[EXERCISE AIM]
Please extract every line of the data below that contains the word "rock".

### DATA ###

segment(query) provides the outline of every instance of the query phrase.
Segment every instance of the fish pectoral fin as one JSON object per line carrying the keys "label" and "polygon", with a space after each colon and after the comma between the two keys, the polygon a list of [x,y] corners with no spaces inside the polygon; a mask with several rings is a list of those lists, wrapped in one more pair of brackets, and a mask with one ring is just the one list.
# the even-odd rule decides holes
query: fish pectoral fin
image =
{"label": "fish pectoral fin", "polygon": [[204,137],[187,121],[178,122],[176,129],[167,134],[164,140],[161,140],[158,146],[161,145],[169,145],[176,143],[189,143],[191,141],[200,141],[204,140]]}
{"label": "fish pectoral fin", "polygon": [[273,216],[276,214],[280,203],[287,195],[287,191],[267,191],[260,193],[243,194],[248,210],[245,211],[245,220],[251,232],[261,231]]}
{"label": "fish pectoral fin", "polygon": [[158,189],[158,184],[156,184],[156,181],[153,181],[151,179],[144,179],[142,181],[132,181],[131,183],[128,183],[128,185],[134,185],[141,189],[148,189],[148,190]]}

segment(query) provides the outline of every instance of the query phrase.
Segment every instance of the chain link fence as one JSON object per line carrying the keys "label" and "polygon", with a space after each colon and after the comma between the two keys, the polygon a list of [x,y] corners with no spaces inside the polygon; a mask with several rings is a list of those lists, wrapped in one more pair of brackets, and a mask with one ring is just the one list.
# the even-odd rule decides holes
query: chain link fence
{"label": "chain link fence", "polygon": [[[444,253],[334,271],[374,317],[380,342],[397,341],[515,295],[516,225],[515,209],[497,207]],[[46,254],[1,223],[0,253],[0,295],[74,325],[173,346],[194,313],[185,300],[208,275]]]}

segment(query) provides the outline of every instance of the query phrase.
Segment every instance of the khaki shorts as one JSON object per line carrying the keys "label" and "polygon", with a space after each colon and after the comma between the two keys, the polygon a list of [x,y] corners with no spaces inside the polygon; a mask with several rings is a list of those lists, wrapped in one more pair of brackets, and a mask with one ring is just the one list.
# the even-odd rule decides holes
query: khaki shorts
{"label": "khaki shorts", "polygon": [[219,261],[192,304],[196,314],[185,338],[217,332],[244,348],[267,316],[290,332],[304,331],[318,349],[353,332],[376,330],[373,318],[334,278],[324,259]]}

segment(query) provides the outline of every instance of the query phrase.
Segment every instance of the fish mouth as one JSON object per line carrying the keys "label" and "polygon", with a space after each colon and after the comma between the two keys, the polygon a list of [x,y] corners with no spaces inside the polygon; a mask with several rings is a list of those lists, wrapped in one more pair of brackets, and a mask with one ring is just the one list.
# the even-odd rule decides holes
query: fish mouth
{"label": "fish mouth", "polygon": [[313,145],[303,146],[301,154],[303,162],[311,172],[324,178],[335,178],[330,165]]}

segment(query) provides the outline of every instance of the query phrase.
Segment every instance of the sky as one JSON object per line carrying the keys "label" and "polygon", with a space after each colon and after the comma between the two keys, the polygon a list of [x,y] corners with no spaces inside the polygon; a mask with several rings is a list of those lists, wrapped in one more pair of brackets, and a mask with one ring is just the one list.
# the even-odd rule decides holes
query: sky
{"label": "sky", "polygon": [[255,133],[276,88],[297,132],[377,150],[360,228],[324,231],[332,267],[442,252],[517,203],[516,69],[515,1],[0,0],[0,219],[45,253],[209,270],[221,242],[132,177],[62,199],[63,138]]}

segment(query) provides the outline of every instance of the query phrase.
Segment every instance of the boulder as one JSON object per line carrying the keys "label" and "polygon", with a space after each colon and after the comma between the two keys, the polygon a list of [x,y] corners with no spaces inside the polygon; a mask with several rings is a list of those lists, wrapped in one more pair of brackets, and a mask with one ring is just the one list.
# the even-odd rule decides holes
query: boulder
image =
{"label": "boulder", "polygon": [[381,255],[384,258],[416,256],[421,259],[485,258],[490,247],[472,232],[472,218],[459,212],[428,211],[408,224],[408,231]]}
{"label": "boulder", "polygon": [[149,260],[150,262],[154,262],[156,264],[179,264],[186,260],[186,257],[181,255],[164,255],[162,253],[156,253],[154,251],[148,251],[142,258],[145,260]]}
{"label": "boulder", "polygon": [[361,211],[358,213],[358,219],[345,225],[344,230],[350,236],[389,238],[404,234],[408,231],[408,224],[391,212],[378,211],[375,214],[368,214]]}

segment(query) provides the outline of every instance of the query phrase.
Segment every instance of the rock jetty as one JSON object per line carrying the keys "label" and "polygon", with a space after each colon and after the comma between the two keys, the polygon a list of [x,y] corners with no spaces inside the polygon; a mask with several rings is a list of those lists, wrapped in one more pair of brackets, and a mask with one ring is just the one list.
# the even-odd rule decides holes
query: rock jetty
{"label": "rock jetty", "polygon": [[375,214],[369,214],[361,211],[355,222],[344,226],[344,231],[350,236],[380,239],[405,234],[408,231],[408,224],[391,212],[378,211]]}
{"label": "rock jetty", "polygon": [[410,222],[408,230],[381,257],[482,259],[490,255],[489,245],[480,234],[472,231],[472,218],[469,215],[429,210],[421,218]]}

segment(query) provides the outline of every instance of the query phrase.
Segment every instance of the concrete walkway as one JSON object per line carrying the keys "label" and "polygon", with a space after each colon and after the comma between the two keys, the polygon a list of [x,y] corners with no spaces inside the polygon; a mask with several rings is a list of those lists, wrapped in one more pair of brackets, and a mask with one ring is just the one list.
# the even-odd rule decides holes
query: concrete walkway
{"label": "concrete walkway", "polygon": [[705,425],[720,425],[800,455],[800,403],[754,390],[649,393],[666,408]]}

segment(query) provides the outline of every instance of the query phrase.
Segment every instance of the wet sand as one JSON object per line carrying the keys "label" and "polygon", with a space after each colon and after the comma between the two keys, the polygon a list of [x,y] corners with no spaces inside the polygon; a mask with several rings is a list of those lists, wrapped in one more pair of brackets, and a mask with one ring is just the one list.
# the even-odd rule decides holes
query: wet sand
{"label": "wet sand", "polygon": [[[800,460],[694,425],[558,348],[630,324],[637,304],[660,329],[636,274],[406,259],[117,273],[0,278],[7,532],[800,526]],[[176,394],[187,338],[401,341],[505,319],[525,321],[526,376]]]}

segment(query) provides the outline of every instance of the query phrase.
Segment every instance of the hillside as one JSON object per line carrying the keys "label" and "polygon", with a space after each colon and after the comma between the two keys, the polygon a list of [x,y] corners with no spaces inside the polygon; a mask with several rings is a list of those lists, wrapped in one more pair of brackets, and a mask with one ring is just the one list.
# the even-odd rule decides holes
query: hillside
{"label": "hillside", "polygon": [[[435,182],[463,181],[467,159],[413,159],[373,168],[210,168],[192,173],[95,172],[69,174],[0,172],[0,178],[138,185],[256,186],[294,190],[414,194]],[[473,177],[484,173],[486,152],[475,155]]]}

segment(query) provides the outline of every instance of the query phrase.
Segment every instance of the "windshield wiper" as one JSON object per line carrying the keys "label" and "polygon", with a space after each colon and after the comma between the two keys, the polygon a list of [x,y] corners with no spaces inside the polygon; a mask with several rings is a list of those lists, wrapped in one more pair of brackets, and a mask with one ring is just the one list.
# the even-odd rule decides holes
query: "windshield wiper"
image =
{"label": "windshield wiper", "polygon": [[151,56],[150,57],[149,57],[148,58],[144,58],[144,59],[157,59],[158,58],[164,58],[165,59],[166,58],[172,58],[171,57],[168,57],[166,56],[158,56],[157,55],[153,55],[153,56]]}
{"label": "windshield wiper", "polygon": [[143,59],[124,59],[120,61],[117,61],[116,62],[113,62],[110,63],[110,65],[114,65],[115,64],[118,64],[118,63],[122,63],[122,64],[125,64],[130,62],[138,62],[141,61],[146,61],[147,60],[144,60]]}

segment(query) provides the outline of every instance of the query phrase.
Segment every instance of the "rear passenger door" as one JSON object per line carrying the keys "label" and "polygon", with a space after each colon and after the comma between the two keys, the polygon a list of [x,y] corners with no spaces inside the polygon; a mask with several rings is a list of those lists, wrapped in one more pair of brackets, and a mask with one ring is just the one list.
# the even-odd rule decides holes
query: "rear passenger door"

###

[ANSWER BELOW]
Segment every instance of the rock jetty as one JSON object per line carrying the keys "label" and "polygon", with a space after each colon and after the comma between the two keys, the polygon a list of [x,y] corners with no spaces inside the polygon; a mask with several rings is a list of those lists, wrapped in one more pair of brackets, and a mask with one ring is just the one list.
query: rock jetty
{"label": "rock jetty", "polygon": [[375,214],[369,214],[361,211],[355,222],[344,226],[344,231],[350,236],[380,239],[405,234],[408,231],[408,224],[391,212],[378,211]]}
{"label": "rock jetty", "polygon": [[410,222],[408,230],[381,257],[482,259],[490,255],[489,245],[480,234],[472,231],[472,218],[469,215],[429,210],[421,218]]}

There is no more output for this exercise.